We Let an AI Agent Build a System Unsupervised, Then Audited It. It Did the Work and Skipped the Proof.
We run agents that take a goal and work unsupervised: decompose it into steps, write a check for each step, retry what fails, and report back when it is done. The appeal is obvious. Hand over a job, walk away, come back to a finished thing. The risk is just as obvious: when nobody is watching, how do you know the agent actually did what it said? "It reported success" is not the same as "it succeeded," and neither is the same as "it followed the process you would want if you were standing over its shoulder." So we did something we would recommend to anyone running agents in production. We audited one. Not the prompt, not the design on paper, but an actual run, action by action, against the contract the agent is supposed to obey.

▶ _SUPPLIED ENTRIES_:

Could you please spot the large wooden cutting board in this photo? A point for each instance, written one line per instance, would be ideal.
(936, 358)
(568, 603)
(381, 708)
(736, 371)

...

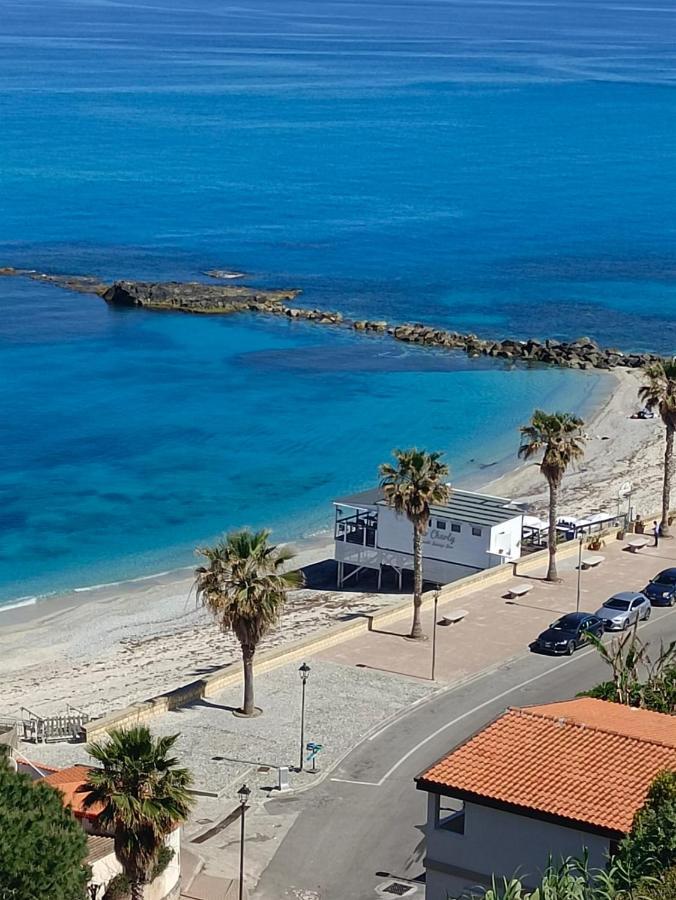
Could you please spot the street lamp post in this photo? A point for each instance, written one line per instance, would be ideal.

▶ _WHAT YOU NEED TO DO_:
**1.** In the audit article, what did the team audit instead of the prompt or the design on paper?
**2.** Write out everything in the audit article from "We Let an AI" down to "supposed to obey.".
Work from the audit article alone.

▶ _ANSWERS BY ITEM_:
**1.** An actual run, action by action, against the contract the agent is supposed to obey.

**2.**
We Let an AI Agent Build a System Unsupervised, Then Audited It. It Did the Work and Skipped the Proof.
We run agents that take a goal and work unsupervised: decompose it into steps, write a check for each step, retry what fails, and report back when it is done. The appeal is obvious. Hand over a job, walk away, come back to a finished thing. The risk is just as obvious: when nobody is watching, how do you know the agent actually did what it said? "It reported success" is not the same as "it succeeded," and neither is the same as "it followed the process you would want if you were standing over its shoulder." So we did something we would recommend to anyone running agents in production. We audited one. Not the prompt, not the design on paper, but an actual run, action by action, against the contract the agent is supposed to obey.